- **Apply what you read**:
- a) Decide whether each statement agrees with the passage on dietary fat, answering yes or no and quoting the deciding words: (i) the US obesity rate held steady at 15% until 1980; (ii) Robert Atkins joined the move toward a low-fat diet; (iii) data correlations can prove causality.
- b) Retype the passage on dietary fat between "The Big Fat" and "chemistry vs. correlation.", inclusive.

** Opening Document section block **

Seemingly every doctor and nutritionist in the world with the exception of the much-maligned Robert Atkins jumped on the bandwagon and the US and the world in its wake shifted to a low-fat (and hence high carb) diet in the 70's in accordance with this data and logic.
The Big Fat Lie: unfortunately the correlation that eating fat causes obesity and the corresponding advice to shift to a low fat high carb diet has almost certainly had catastrophic outcomes. The obesity rate in the US was steady at 15% until 1980, and since then has climbed to nearly 40% - close to triple! Lest I also confuse correlation with causality lets get back to our original question and reframe it better: "do our bodies process all foods and calories the same?" and "Which foods lead us to storing fat and which foods lead to burning fat." Better questions that can lead to chemistry vs. correlation.
Chemistry and causality vs. correlation and causality. Data correlations are, as mentioned, slippery slopes to causality, but when you speak physics or chemistry, you CAN prove causality. In physics we have Newton's third law "for every action, there is an equal and opposite reaction." In chemistry and biology there are similar laws including conservation of mass, equilibrium etc. So in testing we can examine what chemicals and hormones are released in the body when consuming certain types of foods, we can then chemically and biologically ascertain which of those food/chemical combinations cause our bodies to burn or store fat, and then we can announce findings with a much greater level of confidence.
And the chemistry says?

** Closing Document section block **
** Opening Data excerpts block **

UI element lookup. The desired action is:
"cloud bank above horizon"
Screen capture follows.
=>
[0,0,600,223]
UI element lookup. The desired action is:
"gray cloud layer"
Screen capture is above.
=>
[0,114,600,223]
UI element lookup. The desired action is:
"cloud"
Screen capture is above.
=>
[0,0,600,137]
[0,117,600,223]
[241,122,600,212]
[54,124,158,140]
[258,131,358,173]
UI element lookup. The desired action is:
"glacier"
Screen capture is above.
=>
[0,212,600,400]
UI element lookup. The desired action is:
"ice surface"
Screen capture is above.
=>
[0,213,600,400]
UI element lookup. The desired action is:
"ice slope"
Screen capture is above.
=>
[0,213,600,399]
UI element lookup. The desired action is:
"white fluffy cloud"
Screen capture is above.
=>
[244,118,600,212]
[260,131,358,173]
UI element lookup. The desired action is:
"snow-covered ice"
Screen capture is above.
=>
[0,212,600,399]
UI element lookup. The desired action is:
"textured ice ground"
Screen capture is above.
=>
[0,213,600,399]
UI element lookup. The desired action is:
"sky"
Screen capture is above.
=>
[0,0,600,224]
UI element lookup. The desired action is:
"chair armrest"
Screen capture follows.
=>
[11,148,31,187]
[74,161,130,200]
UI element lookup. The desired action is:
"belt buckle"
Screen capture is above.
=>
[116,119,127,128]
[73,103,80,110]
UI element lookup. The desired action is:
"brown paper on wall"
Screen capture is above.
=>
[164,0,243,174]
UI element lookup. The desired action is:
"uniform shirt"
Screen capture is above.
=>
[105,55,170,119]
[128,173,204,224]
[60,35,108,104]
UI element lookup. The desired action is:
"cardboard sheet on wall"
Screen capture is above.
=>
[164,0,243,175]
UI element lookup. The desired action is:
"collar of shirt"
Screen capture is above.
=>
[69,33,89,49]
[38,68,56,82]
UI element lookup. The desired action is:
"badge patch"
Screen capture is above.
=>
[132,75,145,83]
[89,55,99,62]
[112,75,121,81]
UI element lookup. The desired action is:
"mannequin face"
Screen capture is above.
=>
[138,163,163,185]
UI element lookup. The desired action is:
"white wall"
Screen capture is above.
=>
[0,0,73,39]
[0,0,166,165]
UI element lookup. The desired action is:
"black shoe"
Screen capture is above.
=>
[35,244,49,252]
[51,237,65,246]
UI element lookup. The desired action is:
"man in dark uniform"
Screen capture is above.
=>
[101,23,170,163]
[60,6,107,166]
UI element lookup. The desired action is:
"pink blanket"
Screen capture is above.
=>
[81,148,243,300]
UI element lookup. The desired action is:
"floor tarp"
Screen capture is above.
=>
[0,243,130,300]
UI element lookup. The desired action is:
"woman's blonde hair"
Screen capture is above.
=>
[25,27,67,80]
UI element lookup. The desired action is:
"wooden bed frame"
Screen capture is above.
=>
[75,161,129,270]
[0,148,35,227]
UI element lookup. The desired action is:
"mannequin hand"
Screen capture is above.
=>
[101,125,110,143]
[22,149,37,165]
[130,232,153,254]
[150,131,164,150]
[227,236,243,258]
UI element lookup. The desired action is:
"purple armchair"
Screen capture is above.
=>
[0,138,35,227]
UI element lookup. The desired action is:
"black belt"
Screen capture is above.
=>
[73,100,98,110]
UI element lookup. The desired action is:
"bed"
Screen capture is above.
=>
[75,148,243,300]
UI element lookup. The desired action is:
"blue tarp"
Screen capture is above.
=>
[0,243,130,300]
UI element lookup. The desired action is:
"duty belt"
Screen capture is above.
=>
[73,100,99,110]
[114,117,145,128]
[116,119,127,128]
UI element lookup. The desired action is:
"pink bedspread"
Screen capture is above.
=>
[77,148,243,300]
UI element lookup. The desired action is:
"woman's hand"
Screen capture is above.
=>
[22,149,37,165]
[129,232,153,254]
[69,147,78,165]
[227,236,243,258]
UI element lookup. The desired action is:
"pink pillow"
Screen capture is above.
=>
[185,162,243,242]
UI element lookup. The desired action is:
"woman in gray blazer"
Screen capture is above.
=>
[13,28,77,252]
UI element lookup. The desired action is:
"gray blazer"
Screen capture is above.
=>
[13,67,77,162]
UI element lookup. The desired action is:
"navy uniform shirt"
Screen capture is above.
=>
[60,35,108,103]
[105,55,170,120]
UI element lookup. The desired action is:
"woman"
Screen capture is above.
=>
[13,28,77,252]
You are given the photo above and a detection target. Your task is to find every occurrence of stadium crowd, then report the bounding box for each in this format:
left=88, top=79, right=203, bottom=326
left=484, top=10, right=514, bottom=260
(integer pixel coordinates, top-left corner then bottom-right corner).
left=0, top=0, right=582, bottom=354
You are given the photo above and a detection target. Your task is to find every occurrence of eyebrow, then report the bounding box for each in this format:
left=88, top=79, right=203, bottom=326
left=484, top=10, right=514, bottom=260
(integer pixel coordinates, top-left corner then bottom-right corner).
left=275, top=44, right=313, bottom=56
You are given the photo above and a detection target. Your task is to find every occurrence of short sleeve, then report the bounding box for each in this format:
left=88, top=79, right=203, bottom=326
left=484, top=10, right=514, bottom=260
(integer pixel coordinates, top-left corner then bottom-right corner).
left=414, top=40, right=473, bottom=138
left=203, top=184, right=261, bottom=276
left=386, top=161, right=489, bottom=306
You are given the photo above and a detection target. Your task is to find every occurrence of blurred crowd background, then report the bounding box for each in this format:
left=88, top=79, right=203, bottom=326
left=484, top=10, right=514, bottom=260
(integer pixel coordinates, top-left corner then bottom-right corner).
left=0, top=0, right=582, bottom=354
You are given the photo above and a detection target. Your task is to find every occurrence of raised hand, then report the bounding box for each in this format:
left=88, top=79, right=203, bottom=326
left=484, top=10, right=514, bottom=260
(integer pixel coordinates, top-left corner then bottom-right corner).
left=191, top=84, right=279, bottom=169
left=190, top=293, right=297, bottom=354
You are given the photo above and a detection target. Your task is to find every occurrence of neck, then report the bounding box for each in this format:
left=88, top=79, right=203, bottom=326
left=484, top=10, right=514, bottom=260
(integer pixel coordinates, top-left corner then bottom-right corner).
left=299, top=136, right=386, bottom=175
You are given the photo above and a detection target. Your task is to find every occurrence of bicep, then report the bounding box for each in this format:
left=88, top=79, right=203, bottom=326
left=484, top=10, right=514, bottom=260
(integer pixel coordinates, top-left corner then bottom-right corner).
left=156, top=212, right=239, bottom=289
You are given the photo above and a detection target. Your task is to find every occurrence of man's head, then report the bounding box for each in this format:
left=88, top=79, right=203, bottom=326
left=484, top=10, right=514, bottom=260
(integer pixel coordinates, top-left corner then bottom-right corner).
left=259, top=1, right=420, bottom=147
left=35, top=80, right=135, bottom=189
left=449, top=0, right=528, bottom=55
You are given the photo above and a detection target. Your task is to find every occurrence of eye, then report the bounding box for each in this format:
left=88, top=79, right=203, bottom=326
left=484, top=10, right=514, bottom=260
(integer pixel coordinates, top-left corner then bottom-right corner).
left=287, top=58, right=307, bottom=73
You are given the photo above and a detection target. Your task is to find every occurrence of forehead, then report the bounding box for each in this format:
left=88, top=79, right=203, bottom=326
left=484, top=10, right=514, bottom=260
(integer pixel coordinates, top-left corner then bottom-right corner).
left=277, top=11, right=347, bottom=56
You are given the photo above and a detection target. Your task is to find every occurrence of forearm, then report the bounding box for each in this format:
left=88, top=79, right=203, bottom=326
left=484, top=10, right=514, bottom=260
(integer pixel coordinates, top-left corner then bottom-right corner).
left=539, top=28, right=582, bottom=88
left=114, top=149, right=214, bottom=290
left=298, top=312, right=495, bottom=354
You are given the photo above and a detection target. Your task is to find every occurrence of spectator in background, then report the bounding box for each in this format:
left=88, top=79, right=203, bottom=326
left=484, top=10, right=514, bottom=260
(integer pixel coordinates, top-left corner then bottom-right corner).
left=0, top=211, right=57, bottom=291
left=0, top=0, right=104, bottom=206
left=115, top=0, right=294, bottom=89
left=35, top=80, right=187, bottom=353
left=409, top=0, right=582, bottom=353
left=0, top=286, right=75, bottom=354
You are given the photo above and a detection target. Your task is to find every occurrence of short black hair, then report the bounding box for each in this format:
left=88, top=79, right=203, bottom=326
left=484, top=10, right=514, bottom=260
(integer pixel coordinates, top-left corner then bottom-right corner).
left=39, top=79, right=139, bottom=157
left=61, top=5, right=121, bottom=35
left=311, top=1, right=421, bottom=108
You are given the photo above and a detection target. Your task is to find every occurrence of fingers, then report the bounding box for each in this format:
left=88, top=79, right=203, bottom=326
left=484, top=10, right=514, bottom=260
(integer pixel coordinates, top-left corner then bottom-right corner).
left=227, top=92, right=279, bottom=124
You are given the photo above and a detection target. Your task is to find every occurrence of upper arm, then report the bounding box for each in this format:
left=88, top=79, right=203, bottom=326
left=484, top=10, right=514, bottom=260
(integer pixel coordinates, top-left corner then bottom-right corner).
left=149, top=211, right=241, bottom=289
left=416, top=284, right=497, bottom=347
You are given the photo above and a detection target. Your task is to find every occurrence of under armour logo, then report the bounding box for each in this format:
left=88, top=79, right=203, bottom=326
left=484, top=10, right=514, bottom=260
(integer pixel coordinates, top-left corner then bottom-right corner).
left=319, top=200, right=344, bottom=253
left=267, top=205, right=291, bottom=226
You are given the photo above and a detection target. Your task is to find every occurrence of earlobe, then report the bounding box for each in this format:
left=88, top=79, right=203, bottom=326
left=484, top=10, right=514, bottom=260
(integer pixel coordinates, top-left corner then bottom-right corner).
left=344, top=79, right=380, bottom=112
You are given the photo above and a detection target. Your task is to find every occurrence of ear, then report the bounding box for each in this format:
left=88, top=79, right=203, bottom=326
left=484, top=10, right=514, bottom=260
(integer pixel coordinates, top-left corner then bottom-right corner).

** Closing Data excerpts block **

- **Written answers**:
- a)
(i) Yes: "The obesity rate in the US was steady at 15% until 1980"
(ii) No: "with the exception of the much-maligned Robert Atkins"
(iii) No: "Data correlations are, as mentioned, slippery slopes to causality"

- b)
The Big Fat Lie: unfortunately the correlation that eating fat causes obesity and the corresponding advice to shift to a low fat high carb diet has almost certainly had catastrophic outcomes. The obesity rate in the US was steady at 15% until 1980, and since then has climbed to nearly 40% - close to triple! Lest I also confuse correlation with causality lets get back to our original question and reframe it better: "do our bodies process all foods and calories the same?" and "Which foods lead us to storing fat and which foods lead to burning fat." Better questions that can lead to chemistry vs. correlation.